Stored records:

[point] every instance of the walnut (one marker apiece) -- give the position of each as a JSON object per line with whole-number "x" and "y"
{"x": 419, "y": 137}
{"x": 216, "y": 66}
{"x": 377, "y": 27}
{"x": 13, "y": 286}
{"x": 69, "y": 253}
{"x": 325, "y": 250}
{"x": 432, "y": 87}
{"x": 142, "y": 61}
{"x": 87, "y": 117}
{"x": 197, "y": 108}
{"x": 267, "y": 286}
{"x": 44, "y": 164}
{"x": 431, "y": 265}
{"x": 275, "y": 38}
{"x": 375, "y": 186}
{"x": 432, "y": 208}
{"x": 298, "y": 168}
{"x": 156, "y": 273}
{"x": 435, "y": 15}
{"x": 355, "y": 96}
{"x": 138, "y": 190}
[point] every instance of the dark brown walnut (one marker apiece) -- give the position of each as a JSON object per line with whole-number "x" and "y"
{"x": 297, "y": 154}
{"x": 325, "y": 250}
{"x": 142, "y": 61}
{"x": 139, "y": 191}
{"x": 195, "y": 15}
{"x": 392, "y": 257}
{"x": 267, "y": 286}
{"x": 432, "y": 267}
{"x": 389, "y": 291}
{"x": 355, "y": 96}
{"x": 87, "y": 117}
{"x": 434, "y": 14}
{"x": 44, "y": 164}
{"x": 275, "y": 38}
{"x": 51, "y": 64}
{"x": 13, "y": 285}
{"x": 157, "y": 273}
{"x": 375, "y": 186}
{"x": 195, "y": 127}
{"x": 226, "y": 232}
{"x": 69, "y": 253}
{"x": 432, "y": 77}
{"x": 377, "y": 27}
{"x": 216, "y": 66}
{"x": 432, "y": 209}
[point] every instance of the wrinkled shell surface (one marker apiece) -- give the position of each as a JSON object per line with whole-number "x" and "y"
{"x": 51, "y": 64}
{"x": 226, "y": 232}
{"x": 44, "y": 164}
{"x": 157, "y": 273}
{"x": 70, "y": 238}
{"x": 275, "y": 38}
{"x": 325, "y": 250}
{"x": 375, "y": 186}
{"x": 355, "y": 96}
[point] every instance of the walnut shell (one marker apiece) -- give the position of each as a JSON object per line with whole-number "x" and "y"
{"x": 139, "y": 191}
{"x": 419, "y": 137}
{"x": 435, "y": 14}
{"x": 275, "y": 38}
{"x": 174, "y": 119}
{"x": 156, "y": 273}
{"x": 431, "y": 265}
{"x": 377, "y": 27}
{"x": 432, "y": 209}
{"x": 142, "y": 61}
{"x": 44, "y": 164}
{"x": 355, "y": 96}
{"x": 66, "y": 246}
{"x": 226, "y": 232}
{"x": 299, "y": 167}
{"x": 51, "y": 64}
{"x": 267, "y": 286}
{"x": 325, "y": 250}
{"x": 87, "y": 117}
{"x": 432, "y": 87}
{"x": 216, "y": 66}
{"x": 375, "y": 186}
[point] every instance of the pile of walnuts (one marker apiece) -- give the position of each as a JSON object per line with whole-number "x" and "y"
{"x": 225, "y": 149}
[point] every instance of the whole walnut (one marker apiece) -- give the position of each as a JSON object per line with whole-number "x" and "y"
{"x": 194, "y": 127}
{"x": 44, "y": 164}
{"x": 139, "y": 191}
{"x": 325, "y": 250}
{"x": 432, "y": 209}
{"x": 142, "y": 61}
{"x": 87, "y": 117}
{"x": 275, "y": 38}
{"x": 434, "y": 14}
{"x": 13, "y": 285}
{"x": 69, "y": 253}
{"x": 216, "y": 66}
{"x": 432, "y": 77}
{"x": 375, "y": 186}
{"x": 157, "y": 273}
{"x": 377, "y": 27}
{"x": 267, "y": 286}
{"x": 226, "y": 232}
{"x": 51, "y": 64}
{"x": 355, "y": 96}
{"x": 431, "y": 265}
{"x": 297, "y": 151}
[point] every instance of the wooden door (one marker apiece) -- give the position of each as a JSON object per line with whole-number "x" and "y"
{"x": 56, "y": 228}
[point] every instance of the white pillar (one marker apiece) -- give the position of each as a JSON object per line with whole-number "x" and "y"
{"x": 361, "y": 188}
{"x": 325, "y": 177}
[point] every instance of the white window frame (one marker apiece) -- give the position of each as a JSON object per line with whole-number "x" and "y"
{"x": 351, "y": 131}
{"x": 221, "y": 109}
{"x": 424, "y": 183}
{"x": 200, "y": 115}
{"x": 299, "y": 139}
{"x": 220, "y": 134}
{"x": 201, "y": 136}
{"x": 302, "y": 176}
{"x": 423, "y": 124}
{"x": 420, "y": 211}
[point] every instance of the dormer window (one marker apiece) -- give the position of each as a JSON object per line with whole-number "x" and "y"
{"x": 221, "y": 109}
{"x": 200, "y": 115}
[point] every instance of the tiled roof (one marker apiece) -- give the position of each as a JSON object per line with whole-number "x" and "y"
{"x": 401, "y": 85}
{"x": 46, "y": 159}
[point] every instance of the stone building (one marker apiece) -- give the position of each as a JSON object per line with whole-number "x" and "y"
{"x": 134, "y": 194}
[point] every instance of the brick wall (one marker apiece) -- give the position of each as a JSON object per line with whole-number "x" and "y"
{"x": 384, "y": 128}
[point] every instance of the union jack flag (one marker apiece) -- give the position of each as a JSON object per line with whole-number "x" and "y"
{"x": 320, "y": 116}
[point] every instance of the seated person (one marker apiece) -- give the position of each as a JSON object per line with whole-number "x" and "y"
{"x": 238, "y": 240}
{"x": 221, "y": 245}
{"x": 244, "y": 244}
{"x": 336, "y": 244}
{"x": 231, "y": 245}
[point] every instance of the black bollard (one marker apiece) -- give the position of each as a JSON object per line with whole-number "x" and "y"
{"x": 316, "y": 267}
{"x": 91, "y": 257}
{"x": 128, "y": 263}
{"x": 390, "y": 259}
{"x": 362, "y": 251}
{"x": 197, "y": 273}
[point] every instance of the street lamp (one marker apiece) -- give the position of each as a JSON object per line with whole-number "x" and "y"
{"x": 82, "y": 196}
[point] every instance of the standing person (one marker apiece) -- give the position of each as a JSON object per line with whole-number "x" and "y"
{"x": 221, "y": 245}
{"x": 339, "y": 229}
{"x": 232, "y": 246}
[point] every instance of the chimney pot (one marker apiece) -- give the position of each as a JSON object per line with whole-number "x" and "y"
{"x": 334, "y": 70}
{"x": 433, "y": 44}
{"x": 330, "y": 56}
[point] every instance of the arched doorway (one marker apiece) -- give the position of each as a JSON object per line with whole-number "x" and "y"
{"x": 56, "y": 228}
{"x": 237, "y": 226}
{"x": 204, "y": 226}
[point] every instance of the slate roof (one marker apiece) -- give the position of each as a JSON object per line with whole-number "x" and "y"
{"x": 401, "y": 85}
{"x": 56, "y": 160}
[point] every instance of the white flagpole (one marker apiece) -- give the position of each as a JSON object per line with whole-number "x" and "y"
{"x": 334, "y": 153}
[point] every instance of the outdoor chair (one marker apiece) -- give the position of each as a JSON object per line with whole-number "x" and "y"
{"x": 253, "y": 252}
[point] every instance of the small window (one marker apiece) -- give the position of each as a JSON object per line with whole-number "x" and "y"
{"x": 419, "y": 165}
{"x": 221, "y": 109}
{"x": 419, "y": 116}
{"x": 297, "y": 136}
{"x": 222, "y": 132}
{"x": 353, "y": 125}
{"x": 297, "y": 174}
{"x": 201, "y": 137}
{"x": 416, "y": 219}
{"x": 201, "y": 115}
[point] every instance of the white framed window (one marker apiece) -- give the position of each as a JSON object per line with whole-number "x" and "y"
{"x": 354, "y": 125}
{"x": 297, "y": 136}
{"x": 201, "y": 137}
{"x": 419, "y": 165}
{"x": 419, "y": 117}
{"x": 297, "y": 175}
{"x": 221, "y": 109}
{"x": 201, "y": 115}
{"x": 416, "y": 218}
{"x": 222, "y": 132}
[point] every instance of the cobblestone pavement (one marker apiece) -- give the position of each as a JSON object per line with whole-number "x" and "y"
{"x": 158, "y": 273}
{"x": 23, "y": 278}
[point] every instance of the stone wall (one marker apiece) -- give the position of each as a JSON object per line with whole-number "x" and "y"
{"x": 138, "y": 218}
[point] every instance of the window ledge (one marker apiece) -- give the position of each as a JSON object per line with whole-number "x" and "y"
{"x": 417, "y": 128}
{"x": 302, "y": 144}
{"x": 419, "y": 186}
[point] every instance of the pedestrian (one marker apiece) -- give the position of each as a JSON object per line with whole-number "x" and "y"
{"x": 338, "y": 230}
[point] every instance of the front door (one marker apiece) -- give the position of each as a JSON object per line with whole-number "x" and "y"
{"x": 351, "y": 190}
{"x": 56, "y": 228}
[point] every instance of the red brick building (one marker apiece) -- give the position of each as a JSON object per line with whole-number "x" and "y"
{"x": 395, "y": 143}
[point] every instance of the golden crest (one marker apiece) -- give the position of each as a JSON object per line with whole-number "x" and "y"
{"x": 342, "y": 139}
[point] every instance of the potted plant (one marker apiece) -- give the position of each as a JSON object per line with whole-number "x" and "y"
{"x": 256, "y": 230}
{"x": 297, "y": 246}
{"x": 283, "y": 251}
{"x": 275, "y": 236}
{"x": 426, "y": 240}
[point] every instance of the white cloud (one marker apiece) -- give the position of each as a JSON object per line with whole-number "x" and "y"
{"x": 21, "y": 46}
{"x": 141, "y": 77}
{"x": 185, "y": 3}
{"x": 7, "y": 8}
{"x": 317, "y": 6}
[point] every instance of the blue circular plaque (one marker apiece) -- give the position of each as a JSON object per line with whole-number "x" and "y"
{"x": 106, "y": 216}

#### [PROBLEM TO SOLVE]
Each line from the one with "[point] every instance of the front" through the last line of the records must be written out word for word. Include nothing else.

#### [FINISHED EXERCISE]
[point] every instance of the front door (one marker apiece) -- give the position of each as a JSON object per line with whole-number "x" and "y"
{"x": 351, "y": 190}
{"x": 56, "y": 228}
[point] every instance of the red brick building (one marker apiece) -- give the position of each as a JSON object per line with whole-number "x" and "y"
{"x": 395, "y": 143}
[point] every instance of the golden crest (one marker apiece) -- give the position of each as a JSON object per line with whole-number "x" and "y"
{"x": 342, "y": 139}
[point] every instance of the potted plant (one marker apiece) -- give the position of each as a JSON object per line with whole-number "x" and "y"
{"x": 256, "y": 230}
{"x": 297, "y": 246}
{"x": 283, "y": 251}
{"x": 275, "y": 236}
{"x": 426, "y": 240}
[point] every instance of the white cloud (one marker apiece) -- give the position of each as a JSON object per line with whole-number "x" and "y"
{"x": 21, "y": 46}
{"x": 141, "y": 77}
{"x": 185, "y": 3}
{"x": 7, "y": 8}
{"x": 317, "y": 6}
[point] every instance of the blue circular plaque (one marker apiece) -- give the position of each as a JSON object per line with whole-number "x" and "y"
{"x": 106, "y": 216}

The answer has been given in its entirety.